Print every line of the records below verbatim, without any alteration.

========================================

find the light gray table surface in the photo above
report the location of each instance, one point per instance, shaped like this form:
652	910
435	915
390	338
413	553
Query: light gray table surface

========================================

SOLUTION.
find the light gray table surface in the photo above
report the location of each instance, one point per instance, shaped like this form:
652	910
435	915
390	338
413	553
Query: light gray table surface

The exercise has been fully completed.